▶ **EXERCISE TASK 1**:
In the text on citizenship and politics in early liberal Portugal, which virtue is named as one of the greatest?
▶ **EXERCISE TASK 2**:
Translate this sentence from the text on citizenship and politics in early liberal Portugal into Spanish: "On both sides, the proponents were very harsh and each excluded his adversary from the field of politics."

======== TEXT EXTRACT

The concept of the citizen was also defined in relation to another identity-based point of reference, the political nation, an ideal nation that can be seen as the result of representation (Lorente,2010, 31). In one of his law manuals, Coelho da Rocha asserts that the title of citizen should be restricted to the “members of the political community,” that is, those able to occupy elected public positions. In this way, we see that the liberal tradition distinguishes civil rights, which are derived from natural rights, from political rights, which are restricted to those in society who have attained a certain level of wealth and education.5  Furthermore, the concept of the citizen was marked by a political conflict, as the res publica was not composed only of virtuous citizens. For Mouzinho da Silveira, there was also the “criminal” citizen, who asserted “his private good against the public good – either by being a courtier to the Sovereign or by being a courtier to the people” (Silveira, s.a.: 714).

Alongside the restrictions on the exercise of citizenship – also evident in the distinction between active citizen and passive citizen, introduced by Sieyès and to be found in the 1826 Constitutional Charter – we find politics as an ideal of virtue. And one of the greatest virtues was patriotism (‘loving the homeland’), which was taken, alongside a respect for religion and obedience to the constitution, to be one of the principal duties of the Portuguese (Art. 19 of the 1822 Constitution). But politics was not all virtue. In the periodical press at the time of the first liberal experiments, there appeared critical references to the “deceitful politics of the Court” (O Compilador, 1821), to “political fanaticism” (Punhal dos Corcundas, 1823) or to “political vices” (O Amigo da Ordem, 1820) (Verdelho, 1981: 182-83).

At a time when the conflicts between revolution and counter-revolution were very heated, it is not surprising that the very concept of politics should be touched by that confrontation, in an increasing pathos that would lead to the harsh repression of liberals during the reigns of Dom Miguel (1828-34) in Portugal and of Fernando VII in Spain (particularly between 1823 and 1833, after the fall of the three-year-long constitutional regime), and during the civil wars that took place in both Spain and Portugal. We should note the polarized debate between the supporters of Dom Pedro and Dom Miguel, immediately prior to the Portuguese Civil War of 1832-34, on the subject of the legitimacy of each of the possible successors to Dom João VI. On both sides, the proponents were very harsh and each excluded his adversary from the field of politics. Note the terms in which the supporters of liberalism expressed themselves.

The factional politics promoted by the supporters of Dom Miguel, the usurping faction, were regarded very negatively, as not only were they opposed to the national interest, but they were also alien to the very nation itself and to constitutional legality. The ascension to the throne of Dom Miguel by illicit means was regarded in Portugal and in European circles as a “political tragedy,” since the Miguelistas had rebelled against their legitimate king, Dom Pedro (Manifesto dos direitos...: 21).

================
======== RAW RECORDS

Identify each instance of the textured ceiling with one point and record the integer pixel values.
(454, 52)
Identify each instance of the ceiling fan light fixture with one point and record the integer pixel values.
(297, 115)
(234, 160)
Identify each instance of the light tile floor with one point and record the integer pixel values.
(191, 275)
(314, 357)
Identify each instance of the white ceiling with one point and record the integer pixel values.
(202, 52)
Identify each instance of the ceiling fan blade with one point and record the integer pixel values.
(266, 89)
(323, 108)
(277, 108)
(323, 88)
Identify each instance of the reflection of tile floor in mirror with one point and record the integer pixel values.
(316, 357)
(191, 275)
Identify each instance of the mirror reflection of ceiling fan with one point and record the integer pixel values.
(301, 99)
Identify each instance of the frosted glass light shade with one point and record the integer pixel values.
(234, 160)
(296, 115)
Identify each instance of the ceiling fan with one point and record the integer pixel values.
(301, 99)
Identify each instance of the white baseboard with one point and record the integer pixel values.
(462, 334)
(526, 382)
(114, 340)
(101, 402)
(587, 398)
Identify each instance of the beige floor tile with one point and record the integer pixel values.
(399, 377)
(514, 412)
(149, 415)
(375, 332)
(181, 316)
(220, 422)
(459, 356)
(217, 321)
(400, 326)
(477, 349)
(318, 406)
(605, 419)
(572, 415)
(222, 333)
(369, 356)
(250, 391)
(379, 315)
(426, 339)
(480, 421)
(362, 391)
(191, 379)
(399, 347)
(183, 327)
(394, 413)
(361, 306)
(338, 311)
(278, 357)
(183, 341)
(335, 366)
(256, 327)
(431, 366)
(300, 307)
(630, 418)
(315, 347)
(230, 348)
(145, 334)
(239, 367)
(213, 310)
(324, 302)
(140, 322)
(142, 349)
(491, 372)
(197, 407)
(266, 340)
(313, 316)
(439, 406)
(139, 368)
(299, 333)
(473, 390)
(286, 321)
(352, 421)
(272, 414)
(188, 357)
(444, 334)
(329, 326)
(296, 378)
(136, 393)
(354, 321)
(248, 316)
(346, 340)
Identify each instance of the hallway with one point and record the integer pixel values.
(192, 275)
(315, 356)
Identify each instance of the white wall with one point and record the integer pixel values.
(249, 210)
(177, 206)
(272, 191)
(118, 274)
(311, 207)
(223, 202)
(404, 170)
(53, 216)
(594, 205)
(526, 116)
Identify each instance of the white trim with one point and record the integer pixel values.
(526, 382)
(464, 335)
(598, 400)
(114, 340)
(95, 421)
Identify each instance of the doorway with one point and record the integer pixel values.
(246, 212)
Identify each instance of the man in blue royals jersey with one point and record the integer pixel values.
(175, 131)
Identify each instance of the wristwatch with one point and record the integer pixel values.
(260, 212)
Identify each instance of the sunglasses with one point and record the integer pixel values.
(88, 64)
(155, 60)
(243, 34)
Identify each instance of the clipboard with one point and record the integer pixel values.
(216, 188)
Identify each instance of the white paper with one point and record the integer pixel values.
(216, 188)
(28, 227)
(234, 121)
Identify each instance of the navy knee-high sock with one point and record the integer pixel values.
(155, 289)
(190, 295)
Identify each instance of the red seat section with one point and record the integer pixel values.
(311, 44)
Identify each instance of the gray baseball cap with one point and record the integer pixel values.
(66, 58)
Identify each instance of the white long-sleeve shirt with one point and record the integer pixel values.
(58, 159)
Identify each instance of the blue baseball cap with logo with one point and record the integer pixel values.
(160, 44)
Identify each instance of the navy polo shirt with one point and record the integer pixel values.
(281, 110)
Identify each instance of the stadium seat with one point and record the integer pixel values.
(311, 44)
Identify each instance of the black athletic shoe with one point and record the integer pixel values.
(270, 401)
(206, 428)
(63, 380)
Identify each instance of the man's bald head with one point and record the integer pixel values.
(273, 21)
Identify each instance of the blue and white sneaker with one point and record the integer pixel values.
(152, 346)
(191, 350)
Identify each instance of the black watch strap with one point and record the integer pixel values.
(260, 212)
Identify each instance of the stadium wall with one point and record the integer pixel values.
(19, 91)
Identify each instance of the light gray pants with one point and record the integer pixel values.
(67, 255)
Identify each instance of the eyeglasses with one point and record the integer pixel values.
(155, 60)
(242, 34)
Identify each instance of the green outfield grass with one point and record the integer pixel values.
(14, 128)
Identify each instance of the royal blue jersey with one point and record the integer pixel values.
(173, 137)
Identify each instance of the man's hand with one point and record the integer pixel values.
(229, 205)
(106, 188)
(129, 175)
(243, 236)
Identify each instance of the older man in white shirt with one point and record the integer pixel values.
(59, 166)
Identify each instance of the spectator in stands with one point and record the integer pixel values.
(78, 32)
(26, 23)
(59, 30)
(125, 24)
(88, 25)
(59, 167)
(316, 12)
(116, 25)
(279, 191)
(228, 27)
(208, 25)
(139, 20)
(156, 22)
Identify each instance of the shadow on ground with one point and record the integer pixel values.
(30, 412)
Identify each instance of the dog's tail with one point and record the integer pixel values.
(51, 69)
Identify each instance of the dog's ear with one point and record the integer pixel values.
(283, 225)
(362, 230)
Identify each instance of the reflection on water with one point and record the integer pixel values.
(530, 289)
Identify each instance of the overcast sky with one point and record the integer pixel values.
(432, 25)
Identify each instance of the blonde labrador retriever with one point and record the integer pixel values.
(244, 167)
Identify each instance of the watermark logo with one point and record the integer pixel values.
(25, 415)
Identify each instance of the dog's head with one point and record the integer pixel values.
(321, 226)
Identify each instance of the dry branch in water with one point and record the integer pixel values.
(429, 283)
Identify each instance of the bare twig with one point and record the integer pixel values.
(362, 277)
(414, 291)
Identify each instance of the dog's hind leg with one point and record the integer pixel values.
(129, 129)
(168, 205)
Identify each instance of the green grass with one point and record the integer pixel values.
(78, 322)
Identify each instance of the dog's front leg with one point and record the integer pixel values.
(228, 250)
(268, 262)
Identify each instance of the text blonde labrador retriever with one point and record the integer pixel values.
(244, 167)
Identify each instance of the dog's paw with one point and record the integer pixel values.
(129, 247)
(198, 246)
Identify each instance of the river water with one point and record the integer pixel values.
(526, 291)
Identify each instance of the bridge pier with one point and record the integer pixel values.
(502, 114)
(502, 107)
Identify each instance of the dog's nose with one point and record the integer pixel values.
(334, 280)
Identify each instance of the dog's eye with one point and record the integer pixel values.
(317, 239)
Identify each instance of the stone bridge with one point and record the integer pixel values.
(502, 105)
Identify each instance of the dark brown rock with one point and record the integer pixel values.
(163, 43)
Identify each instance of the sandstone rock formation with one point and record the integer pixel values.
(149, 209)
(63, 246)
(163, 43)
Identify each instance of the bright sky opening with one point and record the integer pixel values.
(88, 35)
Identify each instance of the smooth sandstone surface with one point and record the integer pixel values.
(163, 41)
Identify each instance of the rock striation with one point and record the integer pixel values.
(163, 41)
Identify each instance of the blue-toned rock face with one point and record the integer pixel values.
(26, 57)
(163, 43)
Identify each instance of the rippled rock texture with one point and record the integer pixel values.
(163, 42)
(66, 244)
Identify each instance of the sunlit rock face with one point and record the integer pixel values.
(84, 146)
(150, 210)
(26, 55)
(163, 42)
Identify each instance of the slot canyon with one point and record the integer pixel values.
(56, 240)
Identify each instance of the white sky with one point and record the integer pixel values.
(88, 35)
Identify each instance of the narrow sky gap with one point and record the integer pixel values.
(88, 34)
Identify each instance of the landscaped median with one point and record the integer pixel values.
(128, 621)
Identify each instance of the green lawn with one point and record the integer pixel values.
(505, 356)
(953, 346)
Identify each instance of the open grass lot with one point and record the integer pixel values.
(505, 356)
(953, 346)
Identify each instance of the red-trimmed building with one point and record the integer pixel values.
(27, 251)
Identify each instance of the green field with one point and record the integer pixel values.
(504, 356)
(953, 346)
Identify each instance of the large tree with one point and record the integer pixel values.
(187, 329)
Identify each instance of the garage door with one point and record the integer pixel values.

================

▶ **WRITTEN ANSWER 1**:
Patriotism ("loving the homeland").

▶ **WRITTEN ANSWER 2**:
En ambos bandos, los defensores fueron muy duros y cada uno excluyó a su adversario del campo de la política.